(Beginning of LISTED ENTRIES)

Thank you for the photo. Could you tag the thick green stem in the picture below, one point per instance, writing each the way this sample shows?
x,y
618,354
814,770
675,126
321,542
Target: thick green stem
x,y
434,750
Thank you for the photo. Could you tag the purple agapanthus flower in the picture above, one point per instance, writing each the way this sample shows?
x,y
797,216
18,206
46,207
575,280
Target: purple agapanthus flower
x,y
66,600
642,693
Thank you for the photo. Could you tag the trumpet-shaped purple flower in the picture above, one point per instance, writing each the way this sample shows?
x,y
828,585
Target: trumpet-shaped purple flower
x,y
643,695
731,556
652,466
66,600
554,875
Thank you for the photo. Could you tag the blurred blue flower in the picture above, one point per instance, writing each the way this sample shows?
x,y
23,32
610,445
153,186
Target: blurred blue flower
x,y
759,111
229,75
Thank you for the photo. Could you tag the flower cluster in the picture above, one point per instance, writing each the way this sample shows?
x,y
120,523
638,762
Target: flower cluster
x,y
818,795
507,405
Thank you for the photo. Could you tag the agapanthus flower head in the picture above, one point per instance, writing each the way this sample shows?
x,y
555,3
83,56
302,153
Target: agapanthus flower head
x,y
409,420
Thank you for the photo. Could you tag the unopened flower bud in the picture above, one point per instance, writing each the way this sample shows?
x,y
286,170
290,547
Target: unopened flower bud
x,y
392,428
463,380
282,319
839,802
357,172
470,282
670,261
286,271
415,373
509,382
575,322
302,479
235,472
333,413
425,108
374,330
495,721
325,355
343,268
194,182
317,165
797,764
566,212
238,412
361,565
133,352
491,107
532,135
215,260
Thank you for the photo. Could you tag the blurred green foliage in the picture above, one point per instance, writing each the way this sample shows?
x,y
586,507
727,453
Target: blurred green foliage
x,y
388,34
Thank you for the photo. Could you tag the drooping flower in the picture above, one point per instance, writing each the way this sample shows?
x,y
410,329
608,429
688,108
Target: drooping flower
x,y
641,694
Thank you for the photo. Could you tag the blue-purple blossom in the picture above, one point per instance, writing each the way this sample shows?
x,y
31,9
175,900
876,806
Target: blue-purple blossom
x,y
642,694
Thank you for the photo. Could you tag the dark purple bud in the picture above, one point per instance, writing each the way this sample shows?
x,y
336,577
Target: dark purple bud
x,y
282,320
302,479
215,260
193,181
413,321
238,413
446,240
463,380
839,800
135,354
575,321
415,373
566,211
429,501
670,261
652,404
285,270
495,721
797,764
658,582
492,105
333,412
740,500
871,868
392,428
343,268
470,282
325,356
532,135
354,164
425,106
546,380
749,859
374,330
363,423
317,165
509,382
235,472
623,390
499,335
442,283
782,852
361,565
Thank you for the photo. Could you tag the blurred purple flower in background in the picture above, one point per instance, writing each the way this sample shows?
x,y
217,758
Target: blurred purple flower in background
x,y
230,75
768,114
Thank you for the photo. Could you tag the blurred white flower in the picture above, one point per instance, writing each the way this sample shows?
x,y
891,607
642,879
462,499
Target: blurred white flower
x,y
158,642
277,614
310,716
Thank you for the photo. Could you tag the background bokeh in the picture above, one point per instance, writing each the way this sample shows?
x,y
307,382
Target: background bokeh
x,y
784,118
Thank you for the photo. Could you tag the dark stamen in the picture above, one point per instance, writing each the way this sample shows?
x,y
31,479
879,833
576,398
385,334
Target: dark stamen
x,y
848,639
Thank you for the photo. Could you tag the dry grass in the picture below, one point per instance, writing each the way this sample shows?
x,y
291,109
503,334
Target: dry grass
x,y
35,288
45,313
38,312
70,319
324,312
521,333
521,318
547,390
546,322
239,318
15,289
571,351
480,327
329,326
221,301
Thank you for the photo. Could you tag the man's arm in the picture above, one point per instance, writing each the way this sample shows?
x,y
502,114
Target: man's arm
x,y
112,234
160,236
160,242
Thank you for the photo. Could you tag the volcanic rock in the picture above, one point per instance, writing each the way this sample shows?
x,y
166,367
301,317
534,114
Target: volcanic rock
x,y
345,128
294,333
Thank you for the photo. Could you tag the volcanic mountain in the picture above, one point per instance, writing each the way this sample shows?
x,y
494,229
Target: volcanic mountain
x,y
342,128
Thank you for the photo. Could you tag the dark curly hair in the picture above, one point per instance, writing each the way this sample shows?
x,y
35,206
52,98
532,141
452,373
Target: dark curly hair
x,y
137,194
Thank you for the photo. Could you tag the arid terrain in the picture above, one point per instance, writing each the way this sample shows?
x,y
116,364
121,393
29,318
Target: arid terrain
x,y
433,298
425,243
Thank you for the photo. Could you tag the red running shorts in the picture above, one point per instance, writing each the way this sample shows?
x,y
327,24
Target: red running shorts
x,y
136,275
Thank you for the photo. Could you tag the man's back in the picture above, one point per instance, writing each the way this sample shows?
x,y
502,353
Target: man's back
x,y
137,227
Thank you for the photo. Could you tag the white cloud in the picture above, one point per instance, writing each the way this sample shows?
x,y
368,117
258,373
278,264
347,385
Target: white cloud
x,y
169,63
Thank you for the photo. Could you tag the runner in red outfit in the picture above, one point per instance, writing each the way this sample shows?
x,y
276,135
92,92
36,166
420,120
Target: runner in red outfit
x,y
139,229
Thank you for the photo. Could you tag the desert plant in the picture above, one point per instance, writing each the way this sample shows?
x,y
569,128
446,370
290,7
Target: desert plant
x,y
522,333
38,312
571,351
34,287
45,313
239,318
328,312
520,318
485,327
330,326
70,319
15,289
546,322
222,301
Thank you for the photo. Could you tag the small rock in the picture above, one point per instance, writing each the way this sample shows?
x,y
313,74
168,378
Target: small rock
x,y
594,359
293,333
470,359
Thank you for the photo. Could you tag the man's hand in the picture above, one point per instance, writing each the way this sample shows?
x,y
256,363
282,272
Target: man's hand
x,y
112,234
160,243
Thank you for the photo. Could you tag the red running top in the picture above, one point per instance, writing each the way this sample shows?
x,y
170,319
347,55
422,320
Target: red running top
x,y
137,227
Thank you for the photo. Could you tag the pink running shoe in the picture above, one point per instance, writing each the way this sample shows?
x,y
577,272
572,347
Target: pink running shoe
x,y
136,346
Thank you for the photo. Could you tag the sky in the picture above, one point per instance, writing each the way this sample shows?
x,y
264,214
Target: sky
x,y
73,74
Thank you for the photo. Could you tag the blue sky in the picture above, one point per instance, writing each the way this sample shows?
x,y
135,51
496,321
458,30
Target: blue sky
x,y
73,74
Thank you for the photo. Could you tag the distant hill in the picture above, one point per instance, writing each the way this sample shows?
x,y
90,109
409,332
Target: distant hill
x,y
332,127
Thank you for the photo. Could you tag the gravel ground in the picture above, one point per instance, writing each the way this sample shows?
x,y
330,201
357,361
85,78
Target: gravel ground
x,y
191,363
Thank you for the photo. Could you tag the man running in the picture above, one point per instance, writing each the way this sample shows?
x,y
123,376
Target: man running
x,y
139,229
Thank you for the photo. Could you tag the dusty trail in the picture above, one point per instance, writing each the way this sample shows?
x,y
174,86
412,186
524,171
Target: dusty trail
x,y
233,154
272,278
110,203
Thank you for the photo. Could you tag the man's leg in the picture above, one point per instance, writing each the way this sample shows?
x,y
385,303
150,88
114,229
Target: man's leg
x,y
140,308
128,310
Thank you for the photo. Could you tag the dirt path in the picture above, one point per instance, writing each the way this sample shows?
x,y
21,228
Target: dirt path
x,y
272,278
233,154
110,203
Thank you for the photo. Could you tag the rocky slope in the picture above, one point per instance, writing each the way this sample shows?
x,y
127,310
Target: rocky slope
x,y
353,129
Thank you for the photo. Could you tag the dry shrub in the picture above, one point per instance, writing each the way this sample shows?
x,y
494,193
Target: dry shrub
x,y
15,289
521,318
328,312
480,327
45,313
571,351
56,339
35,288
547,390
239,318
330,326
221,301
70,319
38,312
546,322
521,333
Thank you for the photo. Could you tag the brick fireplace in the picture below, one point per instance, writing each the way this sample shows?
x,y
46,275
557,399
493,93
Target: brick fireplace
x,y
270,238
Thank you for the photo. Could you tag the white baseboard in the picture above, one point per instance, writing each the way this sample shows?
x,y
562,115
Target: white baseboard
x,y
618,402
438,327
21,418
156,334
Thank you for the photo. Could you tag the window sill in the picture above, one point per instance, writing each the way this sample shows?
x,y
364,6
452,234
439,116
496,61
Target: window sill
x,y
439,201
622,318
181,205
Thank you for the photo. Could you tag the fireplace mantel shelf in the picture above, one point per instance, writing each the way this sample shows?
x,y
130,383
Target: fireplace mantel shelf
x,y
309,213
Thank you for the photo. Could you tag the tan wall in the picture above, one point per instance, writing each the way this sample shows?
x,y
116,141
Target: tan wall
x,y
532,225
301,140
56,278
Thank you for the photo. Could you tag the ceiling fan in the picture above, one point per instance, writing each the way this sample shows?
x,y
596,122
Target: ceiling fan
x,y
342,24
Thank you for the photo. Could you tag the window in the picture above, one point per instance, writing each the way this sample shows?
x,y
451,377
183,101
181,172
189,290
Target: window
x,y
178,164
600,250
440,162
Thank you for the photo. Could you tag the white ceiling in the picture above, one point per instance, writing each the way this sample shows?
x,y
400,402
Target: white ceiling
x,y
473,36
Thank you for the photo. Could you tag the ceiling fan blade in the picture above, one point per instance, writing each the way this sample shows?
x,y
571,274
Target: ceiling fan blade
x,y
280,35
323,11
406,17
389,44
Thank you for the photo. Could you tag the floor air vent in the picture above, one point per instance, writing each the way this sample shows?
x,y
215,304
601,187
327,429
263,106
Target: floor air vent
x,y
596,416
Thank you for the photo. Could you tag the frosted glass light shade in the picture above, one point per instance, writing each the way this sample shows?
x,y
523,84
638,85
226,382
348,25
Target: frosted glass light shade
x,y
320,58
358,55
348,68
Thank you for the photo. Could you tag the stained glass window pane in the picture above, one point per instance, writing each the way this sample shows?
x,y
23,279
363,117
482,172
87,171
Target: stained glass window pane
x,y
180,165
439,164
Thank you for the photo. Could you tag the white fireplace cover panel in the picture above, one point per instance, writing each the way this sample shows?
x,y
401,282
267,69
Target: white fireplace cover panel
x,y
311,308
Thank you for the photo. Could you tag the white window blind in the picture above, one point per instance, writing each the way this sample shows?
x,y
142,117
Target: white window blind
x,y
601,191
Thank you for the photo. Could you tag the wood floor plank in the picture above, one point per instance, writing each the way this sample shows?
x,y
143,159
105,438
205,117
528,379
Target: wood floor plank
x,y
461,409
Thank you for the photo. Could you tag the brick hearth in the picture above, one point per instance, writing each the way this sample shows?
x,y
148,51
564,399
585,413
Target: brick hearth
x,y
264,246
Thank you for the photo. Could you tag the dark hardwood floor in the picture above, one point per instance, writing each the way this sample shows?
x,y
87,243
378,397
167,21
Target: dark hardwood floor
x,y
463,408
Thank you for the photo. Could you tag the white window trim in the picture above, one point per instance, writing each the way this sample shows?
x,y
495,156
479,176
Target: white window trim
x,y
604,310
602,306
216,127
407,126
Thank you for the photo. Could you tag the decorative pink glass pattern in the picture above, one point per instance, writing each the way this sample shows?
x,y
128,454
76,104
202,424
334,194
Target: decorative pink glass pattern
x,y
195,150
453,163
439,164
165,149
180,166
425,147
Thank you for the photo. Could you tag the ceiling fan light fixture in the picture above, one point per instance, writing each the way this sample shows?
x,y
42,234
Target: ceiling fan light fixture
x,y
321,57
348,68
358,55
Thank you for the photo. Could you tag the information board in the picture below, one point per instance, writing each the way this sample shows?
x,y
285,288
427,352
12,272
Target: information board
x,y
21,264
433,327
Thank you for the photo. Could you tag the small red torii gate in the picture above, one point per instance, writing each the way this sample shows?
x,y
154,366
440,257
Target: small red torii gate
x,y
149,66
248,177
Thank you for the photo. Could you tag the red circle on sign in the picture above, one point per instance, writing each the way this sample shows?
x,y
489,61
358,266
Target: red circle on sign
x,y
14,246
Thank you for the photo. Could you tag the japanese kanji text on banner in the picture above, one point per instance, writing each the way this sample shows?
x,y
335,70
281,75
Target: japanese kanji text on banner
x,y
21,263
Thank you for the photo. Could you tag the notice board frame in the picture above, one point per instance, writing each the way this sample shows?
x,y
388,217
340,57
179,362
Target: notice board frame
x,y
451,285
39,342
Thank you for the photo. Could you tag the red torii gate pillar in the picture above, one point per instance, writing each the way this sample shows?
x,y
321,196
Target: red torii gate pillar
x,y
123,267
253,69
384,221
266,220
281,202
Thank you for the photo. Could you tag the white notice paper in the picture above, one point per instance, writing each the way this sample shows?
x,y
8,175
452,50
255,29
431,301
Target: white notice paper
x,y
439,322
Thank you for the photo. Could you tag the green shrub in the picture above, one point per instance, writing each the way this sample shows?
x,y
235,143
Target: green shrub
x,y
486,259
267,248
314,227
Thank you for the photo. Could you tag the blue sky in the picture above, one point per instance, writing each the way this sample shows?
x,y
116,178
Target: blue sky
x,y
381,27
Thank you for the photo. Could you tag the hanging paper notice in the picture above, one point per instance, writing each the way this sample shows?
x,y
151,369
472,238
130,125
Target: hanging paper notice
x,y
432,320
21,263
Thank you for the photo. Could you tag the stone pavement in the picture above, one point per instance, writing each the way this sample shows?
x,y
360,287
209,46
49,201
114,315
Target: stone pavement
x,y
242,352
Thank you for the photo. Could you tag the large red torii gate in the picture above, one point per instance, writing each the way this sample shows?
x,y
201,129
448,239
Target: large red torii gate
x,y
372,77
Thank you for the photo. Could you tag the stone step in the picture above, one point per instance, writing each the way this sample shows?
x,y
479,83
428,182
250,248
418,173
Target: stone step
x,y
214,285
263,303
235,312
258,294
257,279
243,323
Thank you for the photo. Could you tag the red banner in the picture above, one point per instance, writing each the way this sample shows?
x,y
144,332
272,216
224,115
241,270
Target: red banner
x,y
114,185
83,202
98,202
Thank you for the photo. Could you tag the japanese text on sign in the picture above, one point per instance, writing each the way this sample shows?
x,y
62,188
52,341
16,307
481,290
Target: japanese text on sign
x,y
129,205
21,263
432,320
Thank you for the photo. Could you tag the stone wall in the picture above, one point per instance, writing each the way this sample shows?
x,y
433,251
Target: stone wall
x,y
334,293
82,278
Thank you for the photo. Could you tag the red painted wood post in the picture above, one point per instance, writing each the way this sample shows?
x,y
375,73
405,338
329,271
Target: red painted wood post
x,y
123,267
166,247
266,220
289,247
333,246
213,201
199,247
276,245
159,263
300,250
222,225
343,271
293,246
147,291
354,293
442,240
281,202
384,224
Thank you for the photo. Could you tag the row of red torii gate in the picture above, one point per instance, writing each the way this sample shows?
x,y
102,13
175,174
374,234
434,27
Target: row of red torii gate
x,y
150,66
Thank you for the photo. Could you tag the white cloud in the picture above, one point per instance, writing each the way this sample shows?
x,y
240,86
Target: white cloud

(End of LISTED ENTRIES)

EXERCISE DESCRIPTION -
Filter the entries above and copy only the lines that hold "below".

WRITTEN SOLUTION -
Thank you for the photo. Could you tag the thick green stem in the picture below, one point per instance, writing each the way this sample shows?
Thank you for the photo. Could you tag the dry grass in the picture below, one point per instance, writing each the way this sample shows?
Thank you for the photo. Could you tag the brick fireplace in the picture below, one point per instance, writing each the way this sample shows?
Thank you for the photo. Could you tag the information board in the picture below, one point per instance, writing each the way this sample shows?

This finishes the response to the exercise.